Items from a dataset
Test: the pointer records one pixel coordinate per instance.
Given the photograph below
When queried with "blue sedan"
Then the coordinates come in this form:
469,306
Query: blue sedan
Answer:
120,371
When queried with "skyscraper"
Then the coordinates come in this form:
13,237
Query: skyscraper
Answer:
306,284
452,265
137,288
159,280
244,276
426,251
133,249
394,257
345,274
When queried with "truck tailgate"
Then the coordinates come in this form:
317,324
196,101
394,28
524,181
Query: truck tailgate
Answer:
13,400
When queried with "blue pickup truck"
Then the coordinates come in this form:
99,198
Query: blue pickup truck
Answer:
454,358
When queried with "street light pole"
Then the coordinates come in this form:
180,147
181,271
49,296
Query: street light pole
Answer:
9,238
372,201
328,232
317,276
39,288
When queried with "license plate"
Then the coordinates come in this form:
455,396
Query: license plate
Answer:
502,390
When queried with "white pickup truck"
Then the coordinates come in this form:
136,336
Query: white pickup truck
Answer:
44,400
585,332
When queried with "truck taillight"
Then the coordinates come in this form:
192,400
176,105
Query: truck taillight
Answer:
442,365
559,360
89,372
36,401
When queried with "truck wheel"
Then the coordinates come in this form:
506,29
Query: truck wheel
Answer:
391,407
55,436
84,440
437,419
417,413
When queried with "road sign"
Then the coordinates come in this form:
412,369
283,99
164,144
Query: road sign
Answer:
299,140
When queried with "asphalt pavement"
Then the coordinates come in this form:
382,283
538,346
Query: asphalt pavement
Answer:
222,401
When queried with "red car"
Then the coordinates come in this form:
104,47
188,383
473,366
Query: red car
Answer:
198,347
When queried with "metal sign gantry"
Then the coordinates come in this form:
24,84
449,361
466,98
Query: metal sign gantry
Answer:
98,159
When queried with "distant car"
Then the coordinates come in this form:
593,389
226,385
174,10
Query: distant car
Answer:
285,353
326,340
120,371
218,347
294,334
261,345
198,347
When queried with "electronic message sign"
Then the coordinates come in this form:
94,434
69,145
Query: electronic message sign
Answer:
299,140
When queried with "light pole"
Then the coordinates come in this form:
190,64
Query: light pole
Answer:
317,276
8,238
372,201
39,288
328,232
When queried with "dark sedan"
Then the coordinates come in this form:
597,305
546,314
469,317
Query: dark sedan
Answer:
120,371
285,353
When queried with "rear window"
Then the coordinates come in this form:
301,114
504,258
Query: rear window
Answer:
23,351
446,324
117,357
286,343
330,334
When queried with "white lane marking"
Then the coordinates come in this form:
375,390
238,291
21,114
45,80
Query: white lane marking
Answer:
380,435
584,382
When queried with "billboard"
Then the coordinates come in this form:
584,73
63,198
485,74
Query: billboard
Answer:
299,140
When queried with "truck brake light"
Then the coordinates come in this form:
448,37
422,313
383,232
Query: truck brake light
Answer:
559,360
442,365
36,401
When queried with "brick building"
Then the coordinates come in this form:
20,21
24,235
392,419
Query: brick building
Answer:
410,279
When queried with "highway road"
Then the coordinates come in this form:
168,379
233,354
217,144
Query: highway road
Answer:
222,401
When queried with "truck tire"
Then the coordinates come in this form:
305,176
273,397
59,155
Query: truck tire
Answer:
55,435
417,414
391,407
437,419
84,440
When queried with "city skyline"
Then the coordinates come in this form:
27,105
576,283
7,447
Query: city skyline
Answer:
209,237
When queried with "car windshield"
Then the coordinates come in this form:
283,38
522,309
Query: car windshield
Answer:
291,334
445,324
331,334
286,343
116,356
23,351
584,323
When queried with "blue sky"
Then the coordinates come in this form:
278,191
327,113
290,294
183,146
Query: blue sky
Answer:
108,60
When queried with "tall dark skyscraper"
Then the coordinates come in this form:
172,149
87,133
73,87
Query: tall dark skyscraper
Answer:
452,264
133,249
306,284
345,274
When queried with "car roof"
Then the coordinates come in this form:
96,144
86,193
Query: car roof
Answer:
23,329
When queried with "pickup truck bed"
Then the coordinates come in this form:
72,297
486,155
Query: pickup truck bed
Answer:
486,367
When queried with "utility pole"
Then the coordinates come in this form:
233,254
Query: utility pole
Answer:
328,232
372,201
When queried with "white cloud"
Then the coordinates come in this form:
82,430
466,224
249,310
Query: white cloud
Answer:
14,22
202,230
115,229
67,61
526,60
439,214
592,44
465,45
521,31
==
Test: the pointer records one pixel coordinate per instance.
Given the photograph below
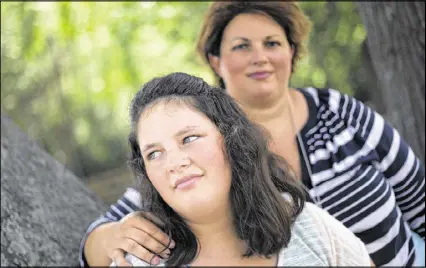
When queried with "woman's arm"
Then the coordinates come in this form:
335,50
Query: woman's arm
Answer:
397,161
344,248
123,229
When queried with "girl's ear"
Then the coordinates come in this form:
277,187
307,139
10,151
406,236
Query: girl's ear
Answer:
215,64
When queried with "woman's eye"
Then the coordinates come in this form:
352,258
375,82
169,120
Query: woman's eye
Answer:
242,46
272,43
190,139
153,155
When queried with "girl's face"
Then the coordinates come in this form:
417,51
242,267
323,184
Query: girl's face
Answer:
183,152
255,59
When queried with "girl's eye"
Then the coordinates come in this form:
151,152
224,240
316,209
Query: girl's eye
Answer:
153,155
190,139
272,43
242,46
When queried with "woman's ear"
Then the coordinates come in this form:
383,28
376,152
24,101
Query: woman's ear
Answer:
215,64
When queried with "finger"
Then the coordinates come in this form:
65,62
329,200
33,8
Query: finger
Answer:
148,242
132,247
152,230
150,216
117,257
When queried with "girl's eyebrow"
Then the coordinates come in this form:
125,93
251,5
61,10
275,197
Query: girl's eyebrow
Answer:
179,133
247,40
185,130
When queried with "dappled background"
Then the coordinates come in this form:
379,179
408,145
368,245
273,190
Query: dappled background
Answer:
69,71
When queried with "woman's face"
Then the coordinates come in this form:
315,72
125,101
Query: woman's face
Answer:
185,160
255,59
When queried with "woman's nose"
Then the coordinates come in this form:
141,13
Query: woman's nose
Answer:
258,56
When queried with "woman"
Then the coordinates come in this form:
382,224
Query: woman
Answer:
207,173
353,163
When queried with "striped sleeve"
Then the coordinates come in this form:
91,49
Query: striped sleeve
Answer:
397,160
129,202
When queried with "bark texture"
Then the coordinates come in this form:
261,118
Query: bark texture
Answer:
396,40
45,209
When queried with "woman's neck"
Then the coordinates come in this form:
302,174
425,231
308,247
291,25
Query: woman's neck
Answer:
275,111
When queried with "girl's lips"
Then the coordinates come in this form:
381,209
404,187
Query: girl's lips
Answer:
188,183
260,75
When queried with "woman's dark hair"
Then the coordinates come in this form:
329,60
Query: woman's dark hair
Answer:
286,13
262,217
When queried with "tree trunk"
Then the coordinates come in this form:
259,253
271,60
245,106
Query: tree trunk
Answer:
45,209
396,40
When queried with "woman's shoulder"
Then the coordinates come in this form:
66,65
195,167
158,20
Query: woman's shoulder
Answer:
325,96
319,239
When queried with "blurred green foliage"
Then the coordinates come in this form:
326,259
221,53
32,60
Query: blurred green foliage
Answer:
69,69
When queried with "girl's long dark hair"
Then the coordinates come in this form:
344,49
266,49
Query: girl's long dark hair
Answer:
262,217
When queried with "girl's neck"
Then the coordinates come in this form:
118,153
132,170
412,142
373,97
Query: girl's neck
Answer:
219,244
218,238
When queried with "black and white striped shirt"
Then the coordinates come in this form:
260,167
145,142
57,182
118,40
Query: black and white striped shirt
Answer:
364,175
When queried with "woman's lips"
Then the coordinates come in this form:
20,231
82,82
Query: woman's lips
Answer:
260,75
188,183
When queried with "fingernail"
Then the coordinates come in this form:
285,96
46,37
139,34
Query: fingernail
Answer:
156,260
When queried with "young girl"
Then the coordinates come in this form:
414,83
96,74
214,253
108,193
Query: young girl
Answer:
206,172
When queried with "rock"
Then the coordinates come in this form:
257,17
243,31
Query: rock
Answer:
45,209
...
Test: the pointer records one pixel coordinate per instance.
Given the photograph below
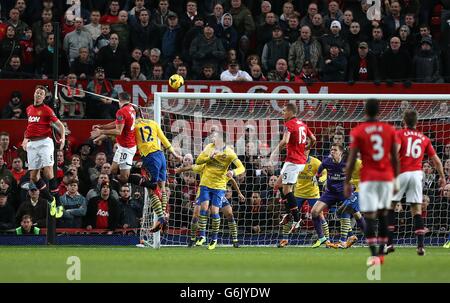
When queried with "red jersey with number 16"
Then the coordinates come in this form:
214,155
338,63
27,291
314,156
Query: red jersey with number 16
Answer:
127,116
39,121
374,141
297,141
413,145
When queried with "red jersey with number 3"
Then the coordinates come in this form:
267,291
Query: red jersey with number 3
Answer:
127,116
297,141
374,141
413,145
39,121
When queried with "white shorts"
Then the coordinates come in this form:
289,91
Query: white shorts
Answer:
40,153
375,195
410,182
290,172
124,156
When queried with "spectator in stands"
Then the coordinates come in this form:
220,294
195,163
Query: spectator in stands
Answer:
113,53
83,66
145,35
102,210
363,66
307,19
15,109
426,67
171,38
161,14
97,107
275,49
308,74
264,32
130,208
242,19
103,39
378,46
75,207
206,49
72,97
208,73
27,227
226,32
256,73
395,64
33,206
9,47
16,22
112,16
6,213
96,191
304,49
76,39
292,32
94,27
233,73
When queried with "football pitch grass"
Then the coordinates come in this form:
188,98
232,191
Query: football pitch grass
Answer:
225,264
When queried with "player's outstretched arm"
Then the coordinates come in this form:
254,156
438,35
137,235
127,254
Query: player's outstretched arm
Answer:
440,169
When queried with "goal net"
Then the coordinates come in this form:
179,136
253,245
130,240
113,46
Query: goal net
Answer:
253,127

- _What the task asks_
Return every line in the rows above that contains the word "pickup", copying each line in full.

- _Full solution_
When queried with "blue pickup truck"
Query: blue pickup truck
When queried with "white pickup truck"
Query: white pickup truck
When queried with "pickup truck bed"
Query: pickup truck bed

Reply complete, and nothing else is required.